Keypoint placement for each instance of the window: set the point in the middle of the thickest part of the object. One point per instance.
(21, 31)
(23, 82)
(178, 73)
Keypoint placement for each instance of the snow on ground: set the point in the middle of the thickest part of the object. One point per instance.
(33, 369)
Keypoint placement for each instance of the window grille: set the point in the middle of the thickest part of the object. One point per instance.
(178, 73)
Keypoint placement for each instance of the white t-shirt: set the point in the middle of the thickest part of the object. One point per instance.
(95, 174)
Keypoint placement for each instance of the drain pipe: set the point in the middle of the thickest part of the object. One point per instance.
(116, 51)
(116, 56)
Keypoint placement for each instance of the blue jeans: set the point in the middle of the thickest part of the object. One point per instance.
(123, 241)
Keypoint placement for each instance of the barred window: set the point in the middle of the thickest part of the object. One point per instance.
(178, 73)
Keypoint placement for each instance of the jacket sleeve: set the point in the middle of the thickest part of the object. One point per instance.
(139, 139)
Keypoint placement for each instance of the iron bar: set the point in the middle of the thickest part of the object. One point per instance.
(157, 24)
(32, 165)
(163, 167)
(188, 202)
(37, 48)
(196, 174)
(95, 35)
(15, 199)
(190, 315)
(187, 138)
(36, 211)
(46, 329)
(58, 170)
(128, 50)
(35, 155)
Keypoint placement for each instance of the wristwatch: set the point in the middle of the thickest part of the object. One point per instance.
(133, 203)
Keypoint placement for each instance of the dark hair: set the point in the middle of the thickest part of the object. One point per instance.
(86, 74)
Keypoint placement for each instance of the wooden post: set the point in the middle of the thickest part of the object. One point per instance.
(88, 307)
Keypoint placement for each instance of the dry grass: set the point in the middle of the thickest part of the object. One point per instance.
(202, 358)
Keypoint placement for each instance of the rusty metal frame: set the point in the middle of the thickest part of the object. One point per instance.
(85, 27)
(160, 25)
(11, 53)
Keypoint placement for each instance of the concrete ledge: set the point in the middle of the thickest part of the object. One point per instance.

====

Written problem: All of the material must be reproduced exactly.

Response to this exercise:
Keypoint placement for each instance of the window: set the point in the middle of the thickest part of the object. One point per instance.
(21, 31)
(23, 82)
(178, 73)
Keypoint placement for each instance of the snow on ground: set the point in the middle of the thickest part of the object. One point per instance.
(33, 369)
Keypoint placement for each instance of the window grille: set the point in the middle of the thickest part of the object. One point per instance.
(178, 73)
Keypoint placement for each instance of the white t-shirt: set the point in the middle of the thickest part of the object. One point per instance.
(95, 174)
Keypoint placement for each instance of the drain pipe: set the point in the middle of the thickest part of the object. One point per instance.
(116, 51)
(116, 56)
Keypoint placement for each instance of the blue jeans: set the point in the middle of the thickest part of the object. One point per instance.
(123, 241)
Keypoint placement for each instance of the barred window: set the point in the middle of the thickest part of the object. One point per instance.
(178, 73)
Keypoint placement for each instance of the jacket sleeve: set the point in the middle of the thickest part of the object. One point per instance.
(139, 139)
Keypoint placement for each instance of the iron bar: set the point in the middle of the thickest part of the object. One point per instance.
(157, 24)
(32, 165)
(163, 167)
(188, 202)
(37, 48)
(196, 174)
(95, 35)
(15, 199)
(190, 315)
(187, 138)
(36, 211)
(46, 329)
(58, 170)
(128, 50)
(35, 155)
Keypoint placement for each instance of the wristwatch: set the point in the middle of the thickest part of the object. One point per instance.
(133, 203)
Keypoint placement for each instance of the dark hair: set the point in the middle of the thickest part of the object. One point per instance.
(86, 74)
Keypoint placement for each instance of the wooden post: set the point in the middle of the thickest part of the object. One point per instance.
(88, 307)
Keypoint placement for each instance of the dry grass: set the point in the middle of the thickest part of the object. One point per instance.
(202, 358)
Keypoint placement for each instance of the rusty metal frame: set the point in the middle of the thickest part of the object. One point per instance.
(85, 27)
(160, 25)
(11, 53)
Keypoint placement for each instance of the concrete ledge: set the point in the middle of the thickest part of the object. One point per instance.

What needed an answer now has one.